* **Excerpt to read**:
------------------------
T.H. Marshall defined citizenship as a status bestowed on those who are full members of a community. All who possess the status are equal with respect to the rights and duties with which the status is endowed,” (1950, pp. 28-9). Citizenship both defines the legal rules and social rules by which society is governed (Lister, 1997, p. 29 ) and is viewed as an ideal type, presuming a largely legal relationship between an individual and a single nation-state (Bakan and Stasiulis, 1997, p. 113). To be a citizen is to be legally and socially accepted into the state society and therefore, to be a non citizen is to be excluded from the rights and privileges enjoyed by its citizens, representing the exclusionary power of the state.

This traditionally accepted conceptualisation of definition is seemingly gender-neutral. However, the public sphere is largely masculine dominated arena and by extension, citizenship has also been male-dominated. Where now an outsider may refer to the citizenship of migrants and asylum seekers, this status was once reserved for women, as women have long been excluded from the public sphere and civic duty. Though the majority of the world now allows women the right to vote, this is only a minimal level of civic participation. What is required for full participation is an active citizenship which allows for gender differences to be recognised as relevant and integral to the constitution of society. By engendering border studies, we are recognising that the state itself must pay attention to the way gender impacts individuals, both men and women, in terms of status and access to resources, political participation and the formation and implementation of state policies. Feminist perspectives require a reconceptualisation of citizenship that takes into account the meanings and practices which stem from the status of a citizen or a non-citizen based on women’s everyday life experiences (ibid, pp. 7-8).

Margaret Abraham et al (2010) highlight three strands of conceptualisation by which the discourse on citizenship has evolved with respect to gender. First, there is the notion of a “gender-neutral citizen where women are conceived as equal with men with equal rights and equal obligations;” second, “the gender-differentiated citizen where women are conceived as different from men based on their varied experiences from those of men” and finally, “the gender-pluralist citizen: women and men are conceived as members of multiple groups and as such they hold multiple identities that cannot be reduced to one position” (2010, pp. 9-10). These different approaches shed light on the way in which citizenship can be reconceptualised in order to take into account women’s perspectives and experiences. However, the problem for us is that even these conceptualisations still work within the public sphere; they just seek to include women within it. What we need to do is establish a more inclusive definition of citizenship which is sensitive to the private sphere and domesticity, encompassing the value of care (Knijn and Kremer, 1997, p. 331). Through doing so, we can enhance the understanding of the value of the work undertaken in the private sphere. When the value of the private sphere is held in the same regard as the public, those rights which fundamentally serve those in the public sphere and that are protected by citizenship can be extended to the private sphere.
------------------------
* **Information provided**:
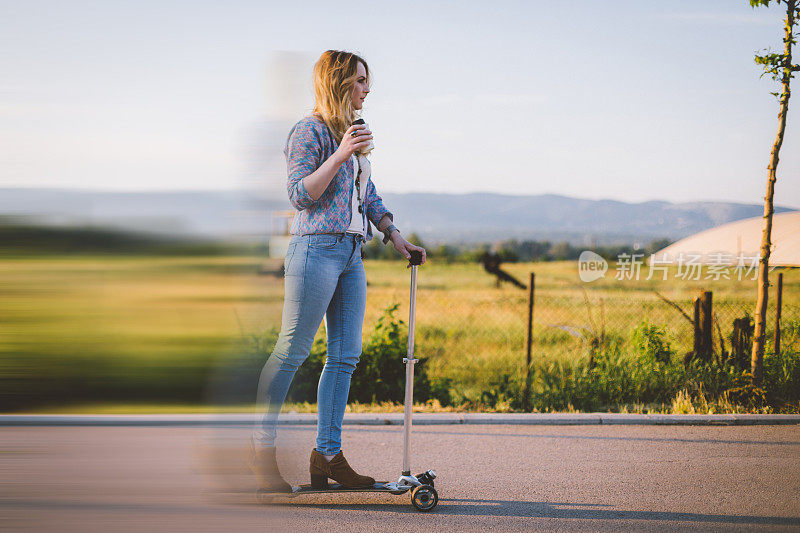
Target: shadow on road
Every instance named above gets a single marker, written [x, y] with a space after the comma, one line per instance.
[580, 511]
[581, 437]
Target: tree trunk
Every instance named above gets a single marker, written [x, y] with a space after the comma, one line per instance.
[757, 354]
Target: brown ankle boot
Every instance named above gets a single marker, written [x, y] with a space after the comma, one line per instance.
[337, 469]
[265, 466]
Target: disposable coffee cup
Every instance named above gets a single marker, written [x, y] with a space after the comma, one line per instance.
[371, 145]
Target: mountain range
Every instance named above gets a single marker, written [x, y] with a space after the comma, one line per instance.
[436, 218]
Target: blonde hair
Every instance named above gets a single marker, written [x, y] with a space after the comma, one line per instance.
[335, 75]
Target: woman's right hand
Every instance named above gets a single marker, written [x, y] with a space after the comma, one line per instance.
[351, 144]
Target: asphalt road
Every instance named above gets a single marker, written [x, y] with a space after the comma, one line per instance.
------------------------
* **Given task 1**:
In the passage on citizenship and gender, what name does the second strand identified by Margaret Abraham et al give to the citizen?
* **Given task 2**:
Echo the stretch of the passage on citizenship and gender from "T.H. Marshall defined" through "of the state.".

* **Full response 1**:
The gender-differentiated citizen.

* **Full response 2**:
T.H. Marshall defined citizenship as a status bestowed on those who are full members of a community. All who possess the status are equal with respect to the rights and duties with which the status is endowed,” (1950, pp. 28-9). Citizenship both defines the legal rules and social rules by which society is governed (Lister, 1997, p. 29 ) and is viewed as an ideal type, presuming a largely legal relationship between an individual and a single nation-state (Bakan and Stasiulis, 1997, p. 113). To be a citizen is to be legally and socially accepted into the state society and therefore, to be a non citizen is to be excluded from the rights and privileges enjoyed by its citizens, representing the exclusionary power of the state.